Części ćwiczenia
#1 Przepisz bez zmian fragment tekstu o ochronie skóry twarzy zimą od słów „Tymczasem skóra na” aż do słów „powinna być grubsza.” włącznie.
#2 Jaką konsystencję powinien mieć krem według tekstu o ochronie skóry twarzy zimą?
#3 Dopisz dalszą część tekstu o ochronie skóry twarzy zimą, zaczynając po jego ostatnim zdaniu.

Pora
zimowa to radosny czas Świąt Bożego Narodzenia i doskonała okazja
na uprawianie sportów zimowych - jazdy na łyżwach, narciarskich
szaleństw i beztroskich zjazdów na sankach. Gdy na dworze panuje
zimowa aura, a my wychodzimy do pracy lub na rodzinny spacer, zawsze
zakładamy ciepły szalik, puchową kurtkę i wełniane rękawice.
Tymczasem skóra na twarzy pozostaje naga i przez to jest szczególnie
narażona na zimowe chłody.
Mroźny
wiatr, spadek wilgotności powietrza oraz niska temperatura powodują
przesuszenie i podrażnienie skóry. Dochodzi to rozszerzenia
naczynek krwionośnych, co dalej może prowadzić do ich trwałego
pęknięcia. Aby temu zapobiec przed wyjściem na dwór otulmy naszą
skórę „kołderką” w postaci tłustego lub półtłustego
kremu. Konsystencja kremu powinna być gęsta, a preparat po
nałożeniu musi pozostawiać na skórze wyczuwalną warstewkę. Im
delikatniejszą i płycej unaczynioną mamy skórę tym warstwa
powinna być grubsza.

Zapisane dane
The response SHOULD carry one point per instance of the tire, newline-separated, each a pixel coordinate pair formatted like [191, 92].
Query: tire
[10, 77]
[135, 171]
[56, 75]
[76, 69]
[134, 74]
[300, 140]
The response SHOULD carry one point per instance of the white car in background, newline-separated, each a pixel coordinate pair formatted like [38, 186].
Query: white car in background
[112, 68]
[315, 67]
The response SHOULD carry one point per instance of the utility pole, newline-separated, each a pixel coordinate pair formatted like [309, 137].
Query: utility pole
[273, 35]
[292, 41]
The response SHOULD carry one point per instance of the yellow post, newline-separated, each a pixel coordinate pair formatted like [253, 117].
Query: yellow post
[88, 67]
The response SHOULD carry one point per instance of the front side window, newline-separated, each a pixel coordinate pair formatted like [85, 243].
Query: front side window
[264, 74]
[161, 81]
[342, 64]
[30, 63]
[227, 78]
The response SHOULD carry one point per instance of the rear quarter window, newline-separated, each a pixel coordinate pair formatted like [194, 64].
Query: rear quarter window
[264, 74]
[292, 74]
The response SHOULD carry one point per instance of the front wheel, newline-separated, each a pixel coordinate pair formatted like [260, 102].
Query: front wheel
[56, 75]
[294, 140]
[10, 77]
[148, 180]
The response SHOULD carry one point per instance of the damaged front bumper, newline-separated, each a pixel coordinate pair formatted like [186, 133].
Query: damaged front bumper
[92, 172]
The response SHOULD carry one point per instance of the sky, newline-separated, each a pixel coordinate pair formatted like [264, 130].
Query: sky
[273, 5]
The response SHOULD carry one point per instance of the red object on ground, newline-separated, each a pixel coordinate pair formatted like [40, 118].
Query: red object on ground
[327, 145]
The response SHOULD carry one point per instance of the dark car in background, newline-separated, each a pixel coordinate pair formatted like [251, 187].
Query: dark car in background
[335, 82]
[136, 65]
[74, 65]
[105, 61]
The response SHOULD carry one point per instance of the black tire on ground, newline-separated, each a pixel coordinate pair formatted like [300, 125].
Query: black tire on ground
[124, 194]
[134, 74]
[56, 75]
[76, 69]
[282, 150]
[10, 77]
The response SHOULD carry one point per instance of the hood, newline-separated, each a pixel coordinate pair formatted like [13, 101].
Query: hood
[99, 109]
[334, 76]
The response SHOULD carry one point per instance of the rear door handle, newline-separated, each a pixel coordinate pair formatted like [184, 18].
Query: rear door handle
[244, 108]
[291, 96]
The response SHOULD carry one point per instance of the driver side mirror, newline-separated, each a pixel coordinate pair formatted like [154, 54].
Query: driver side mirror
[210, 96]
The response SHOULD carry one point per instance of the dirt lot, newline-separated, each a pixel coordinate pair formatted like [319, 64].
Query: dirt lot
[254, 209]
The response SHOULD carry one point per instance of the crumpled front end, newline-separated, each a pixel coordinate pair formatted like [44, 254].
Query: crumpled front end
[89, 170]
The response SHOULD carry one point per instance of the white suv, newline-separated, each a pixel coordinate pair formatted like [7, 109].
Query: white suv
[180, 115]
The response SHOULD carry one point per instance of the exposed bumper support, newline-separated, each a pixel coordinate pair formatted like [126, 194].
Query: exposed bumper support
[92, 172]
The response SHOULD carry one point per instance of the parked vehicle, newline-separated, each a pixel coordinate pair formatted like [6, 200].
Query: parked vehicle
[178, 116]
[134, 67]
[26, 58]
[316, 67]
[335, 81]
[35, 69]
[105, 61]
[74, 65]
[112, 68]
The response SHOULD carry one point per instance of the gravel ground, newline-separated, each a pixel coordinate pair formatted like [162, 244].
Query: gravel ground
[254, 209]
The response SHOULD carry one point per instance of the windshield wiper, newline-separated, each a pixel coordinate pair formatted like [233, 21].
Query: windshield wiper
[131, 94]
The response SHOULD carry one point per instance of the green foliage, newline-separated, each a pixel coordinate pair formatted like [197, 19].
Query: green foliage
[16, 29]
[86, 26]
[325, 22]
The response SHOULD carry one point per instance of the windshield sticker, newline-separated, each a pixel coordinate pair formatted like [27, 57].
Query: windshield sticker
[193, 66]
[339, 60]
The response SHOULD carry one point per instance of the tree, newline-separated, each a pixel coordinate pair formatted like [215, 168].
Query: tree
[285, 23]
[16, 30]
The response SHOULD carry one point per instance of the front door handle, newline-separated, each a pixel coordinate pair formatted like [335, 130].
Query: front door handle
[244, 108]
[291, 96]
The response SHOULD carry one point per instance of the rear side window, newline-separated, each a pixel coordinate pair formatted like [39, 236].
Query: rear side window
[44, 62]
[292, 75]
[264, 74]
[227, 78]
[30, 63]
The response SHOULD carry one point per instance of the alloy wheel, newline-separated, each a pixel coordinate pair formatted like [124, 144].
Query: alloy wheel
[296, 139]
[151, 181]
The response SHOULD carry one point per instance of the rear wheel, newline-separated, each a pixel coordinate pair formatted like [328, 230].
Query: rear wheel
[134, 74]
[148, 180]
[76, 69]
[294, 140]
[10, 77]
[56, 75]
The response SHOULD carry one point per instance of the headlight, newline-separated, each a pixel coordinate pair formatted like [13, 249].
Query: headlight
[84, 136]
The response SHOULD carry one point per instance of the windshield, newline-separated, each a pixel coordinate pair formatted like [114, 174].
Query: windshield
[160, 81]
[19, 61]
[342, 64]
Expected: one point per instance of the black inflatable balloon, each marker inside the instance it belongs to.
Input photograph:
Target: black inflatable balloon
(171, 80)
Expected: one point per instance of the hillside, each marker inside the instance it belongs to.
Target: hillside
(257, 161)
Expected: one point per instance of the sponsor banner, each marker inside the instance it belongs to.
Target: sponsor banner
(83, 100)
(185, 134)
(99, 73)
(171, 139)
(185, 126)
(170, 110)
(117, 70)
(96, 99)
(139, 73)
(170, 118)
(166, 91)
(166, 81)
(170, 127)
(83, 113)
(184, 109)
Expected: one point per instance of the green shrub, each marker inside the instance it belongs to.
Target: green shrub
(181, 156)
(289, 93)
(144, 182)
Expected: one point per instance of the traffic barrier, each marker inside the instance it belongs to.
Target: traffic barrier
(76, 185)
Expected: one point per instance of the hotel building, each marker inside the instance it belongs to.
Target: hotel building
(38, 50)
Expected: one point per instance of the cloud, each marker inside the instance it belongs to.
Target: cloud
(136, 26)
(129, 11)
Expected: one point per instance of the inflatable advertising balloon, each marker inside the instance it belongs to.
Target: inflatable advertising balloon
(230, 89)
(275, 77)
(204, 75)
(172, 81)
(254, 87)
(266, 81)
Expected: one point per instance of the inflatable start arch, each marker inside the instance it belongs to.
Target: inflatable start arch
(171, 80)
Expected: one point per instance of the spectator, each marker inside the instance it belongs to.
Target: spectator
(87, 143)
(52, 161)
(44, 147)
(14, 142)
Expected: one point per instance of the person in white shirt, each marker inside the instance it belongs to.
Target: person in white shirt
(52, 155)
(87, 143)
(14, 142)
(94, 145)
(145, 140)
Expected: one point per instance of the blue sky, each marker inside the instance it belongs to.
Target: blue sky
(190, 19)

Odpowiedzi do ćwiczenia
#1
Tymczasem skóra na twarzy pozostaje naga i przez to jest szczególnie
narażona na zimowe chłody.
Mroźny
wiatr, spadek wilgotności powietrza oraz niska temperatura powodują
przesuszenie i podrażnienie skóry. Dochodzi to rozszerzenia
naczynek krwionośnych, co dalej może prowadzić do ich trwałego
pęknięcia. Aby temu zapobiec przed wyjściem na dwór otulmy naszą
skórę „kołderką” w postaci tłustego lub półtłustego
kremu. Konsystencja kremu powinna być gęsta, a preparat po
nałożeniu musi pozostawiać na skórze wyczuwalną warstewkę. Im
delikatniejszą i płycej unaczynioną mamy skórę tym warstwa
powinna być grubsza.

#2 Konsystencja kremu powinna być gęsta.

#3
Kremy
ochronne na zimę o największej skuteczności to kosmetyki
dedykowane dla dzieci. Skóra maluszka jest cienka, niemal całkowicie
pozbawiona płaszcza wodno-lipidowego, dlatego też preparaty
ochronne dla dzieci są bogate w substancje imitujące naturalną
warstwę ochronną skóry. Z czystym sumieniem mogę polecić je
całej rodzinie, zwłaszcza osobom o skórze suchej i wrażliwej oraz
seniorom.
Jeśli
mamy skórę tłustą lub skłonną do wyprysków zaopatrzmy się w
krem zawierający substancje, które pozwolą naszej skórze oddychać
-unikajmy olejów, parafiny i lanoliny. Naturalnym kosmetykiem, który
możemy zastosować do pielęgnacji skóry zimą, bez względu na
rodzaj cery, jest masło shea. Masło otrzymywane jest z owoców-
orzeszków afrykańskiego drzewa Butyrospermum parkii, które owocuje
dopiero po 30 latach. Jest bogatą skarbnicą fitosteroli, wit. A i E
oraz kwasu cynamonowego- naturalnego filtra UV.
Ochrona
skóry zimą jest bardzo ważna, nałożenie kremu ochronnego nie
znaczy jednak, że musimy zrezygnować z makijażu. Jeśli korzystamy
z kosmetyków kolorowych pamiętajmy o kilku zasadach:
1.
Stosujmy podkłady i korektory o gęstej, odżywczej formule i
większej sile krycia, unikajmy pudrów sypkich.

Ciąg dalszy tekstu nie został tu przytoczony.